__Goal of the exercise__
Rewrite the data below, starting at the line that contains "# Looking for the asphalt" and stopping after the line that contains "(52, 34), (236, 294)". Add -65 to every coordinate in the answers and leave all other lines unchanged.

(Bounding-box records)
"""
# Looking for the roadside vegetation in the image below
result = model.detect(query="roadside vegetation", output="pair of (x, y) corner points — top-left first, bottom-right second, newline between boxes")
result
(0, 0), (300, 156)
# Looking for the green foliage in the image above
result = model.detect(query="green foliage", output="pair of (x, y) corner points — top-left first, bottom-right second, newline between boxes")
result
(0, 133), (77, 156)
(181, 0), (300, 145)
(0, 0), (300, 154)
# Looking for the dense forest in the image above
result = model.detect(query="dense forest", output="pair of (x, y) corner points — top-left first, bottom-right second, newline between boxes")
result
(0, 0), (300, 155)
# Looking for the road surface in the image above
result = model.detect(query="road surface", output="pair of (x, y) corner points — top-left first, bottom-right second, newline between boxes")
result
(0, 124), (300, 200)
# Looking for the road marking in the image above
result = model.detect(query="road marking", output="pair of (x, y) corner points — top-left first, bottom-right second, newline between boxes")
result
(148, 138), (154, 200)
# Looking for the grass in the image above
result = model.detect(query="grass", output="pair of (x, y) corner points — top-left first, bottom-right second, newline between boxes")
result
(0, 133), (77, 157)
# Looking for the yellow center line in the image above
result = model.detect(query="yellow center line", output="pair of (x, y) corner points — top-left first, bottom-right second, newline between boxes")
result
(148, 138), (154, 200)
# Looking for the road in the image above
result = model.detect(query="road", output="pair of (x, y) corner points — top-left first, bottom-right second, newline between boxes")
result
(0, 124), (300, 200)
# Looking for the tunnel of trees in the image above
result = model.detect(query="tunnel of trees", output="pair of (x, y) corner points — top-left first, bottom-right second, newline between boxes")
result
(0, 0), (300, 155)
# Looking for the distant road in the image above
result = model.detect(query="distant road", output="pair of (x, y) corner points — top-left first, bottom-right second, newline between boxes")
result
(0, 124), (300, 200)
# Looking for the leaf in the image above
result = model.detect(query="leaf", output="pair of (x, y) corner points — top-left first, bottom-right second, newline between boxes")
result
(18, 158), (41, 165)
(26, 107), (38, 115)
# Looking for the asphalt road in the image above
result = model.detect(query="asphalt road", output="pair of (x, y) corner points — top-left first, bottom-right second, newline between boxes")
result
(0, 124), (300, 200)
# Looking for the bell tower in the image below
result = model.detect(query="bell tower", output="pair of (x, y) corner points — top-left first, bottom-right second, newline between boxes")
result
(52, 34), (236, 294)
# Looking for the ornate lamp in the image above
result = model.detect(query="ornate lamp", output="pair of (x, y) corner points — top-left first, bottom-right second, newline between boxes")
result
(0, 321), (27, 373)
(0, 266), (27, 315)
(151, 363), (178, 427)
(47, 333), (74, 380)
"""
__Answer to this exercise__
# Looking for the asphalt road in the image above
result = model.detect(query="asphalt road", output="pair of (x, y) corner points — top-left first, bottom-right second, newline between boxes")
result
(-65, 59), (235, 135)
# Looking for the bell tower in the image below
result = model.detect(query="bell tower", output="pair of (x, y) corner points — top-left first, bottom-right second, newline between boxes")
result
(-13, -31), (171, 229)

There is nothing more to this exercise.